- Exercise text -
Segment Open

When he was 19, he went to India and shot Delhi House, a beautiful documentary short about a hospital and orphanage. It played at 2002's Slamdance festival and aired on PBS. Other shorts include The Unbelievable Truth, a fictional narrative about a man's life and his obsession with photography, and the animated Baby Eat Baby.
Over lunch in a cafe near his apartment in Brooklyn's Cobble Hill neighborhood, Zagar remembers his childhood and teen years in Philadelphia - going to the movies, renting movies, thinking movies, dreaming movies.
"That's all I'd ask for - a membership to the TLA and ticket booklets to the Ritz, and I would go five times a week, as much as I could," he says. "And then I started working at the TLA, in the gay porn section - that was the only spot they had open. So people would call up and they'd ask for different titles, like Rambone, and the problem was I'm dyslexic, so I couldn't spell, so I'd ask them to spell everything. And I'd get hung up on half the time, so they fired me.
"But they let me have the continued free membership, so I could rent up to five movies a night. I would just go down the list of directors - the Coen Brothers, Spike Lee, John Huston, whoever I found . . . and I still do that, but now I want to own the DVDs."
Julia Zagar, who runs Eyes Gallery - the South Street emporium of Mexican and Latin American jewelry, crafts, and art - says that her son's dyslexia, and his difficulty with the printed word, were the key reasons he turned to film.
"He loves stories," she says in a phone interview. "The stories were the overpowering thing in his life, and actually allowed him to get over his disabilities. . . . The storytelling of movies. Movies, movies, movies."
He can't spell and has trouble writing e-mails, but Zagar says dyslexia has worked for him in some ways. There are logistical things he can't fathom, but Yaches, his friend and producer, deals with those.
"When I'm editing, I don't calculate at all. It's very instinctual," Zagar explains. "But I certainly would never make a movie if it weren't for Jeremy. I would never be able to raise the money, I would never be able to produce the shoots, I would never finish anything. I could have worked on In a Dream for another 10 years. . . .

Segment Closed

- Entries provided -
Segment Open

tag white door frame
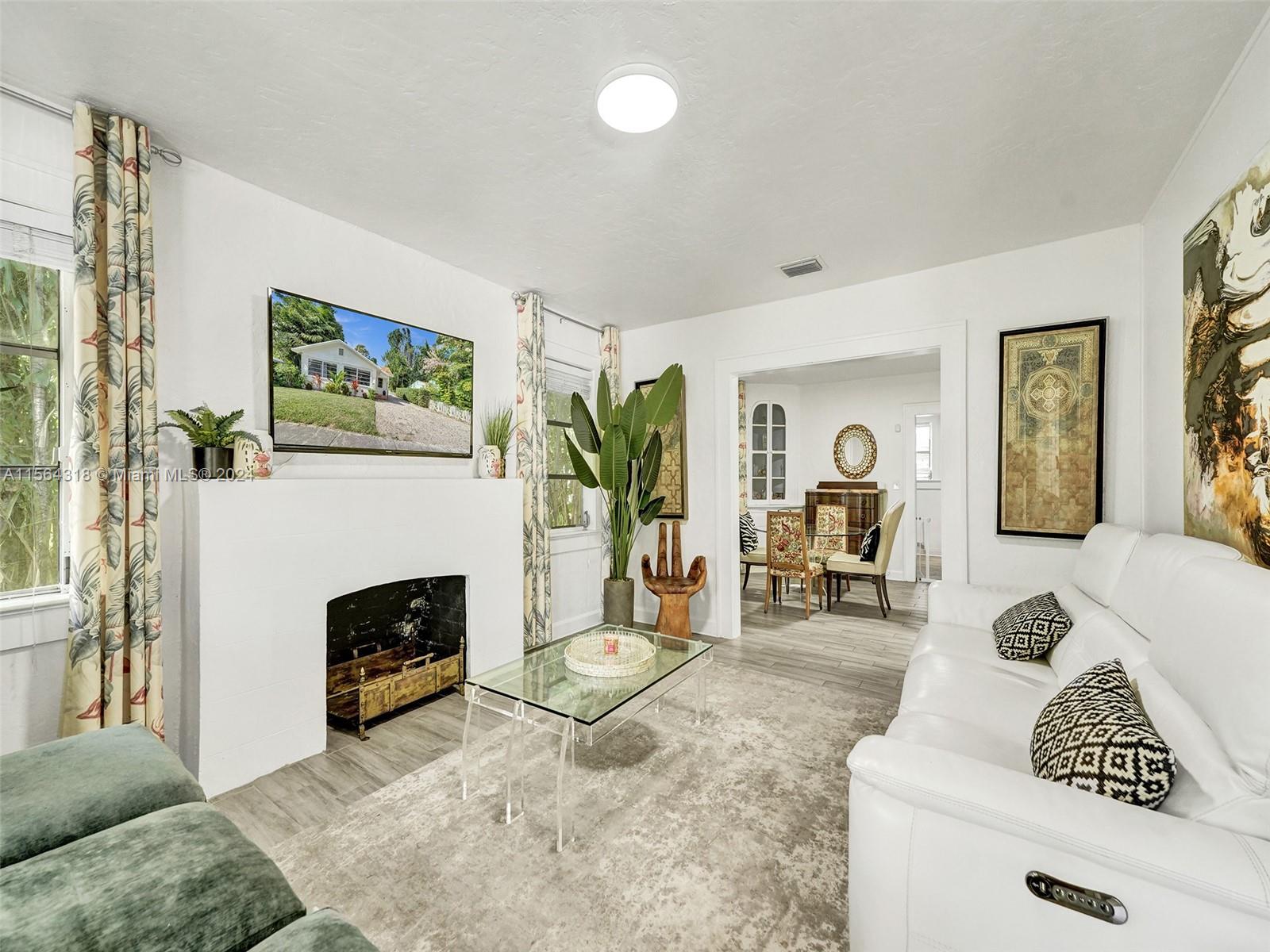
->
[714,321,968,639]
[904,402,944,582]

Segment Closed
Segment Open

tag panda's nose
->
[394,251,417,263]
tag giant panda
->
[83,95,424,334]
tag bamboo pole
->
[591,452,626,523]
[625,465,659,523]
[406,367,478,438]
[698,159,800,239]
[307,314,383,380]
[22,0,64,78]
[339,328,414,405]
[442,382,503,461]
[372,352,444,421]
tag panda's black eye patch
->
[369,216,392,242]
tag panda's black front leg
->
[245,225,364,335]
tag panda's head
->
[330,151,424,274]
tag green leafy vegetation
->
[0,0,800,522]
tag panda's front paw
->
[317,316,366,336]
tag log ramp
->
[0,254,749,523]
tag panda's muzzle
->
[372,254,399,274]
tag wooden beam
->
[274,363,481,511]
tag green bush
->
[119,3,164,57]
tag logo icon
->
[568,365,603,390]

Segment Closed

- Using the information -
1. In which section of the TLA did Zagar work, according to the Zagar profile?
2. Carry the Zagar profile on from its last sentence.
Leave the records aside; they are not needed here.

- Written responses -
1. He worked in the gay porn section, the only spot they had open.

2.
"It's all about the process, it's all because I need something to do all the time, because I'm very manic and motivated. And if I don't have something to do - similar to my father - I get depressed. So I need to be working, no matter what."
Zagar's parents are back together; they've been in couples counseling. Julia says that watching the film now is like "looking at your photo album. 'Oh, did I look like that?' It feels like a while ago."
Isaiah says that their son's film has brought them closer, forced them to examine their lives and themselves.
"The film was and is still a catalyst in my life," says In a Dream's leading man. "It's like I'm watching a character in a film - yet having those aspects of my being revealed to me so clearly that I can't deny them."
And for Jeremiah, making In a Dream gave him a way into his family, into its soul. Armed with a camera - an instrument of exploration and revelation, but also protection - he was able to go places most sons (and daughters) fear to tread.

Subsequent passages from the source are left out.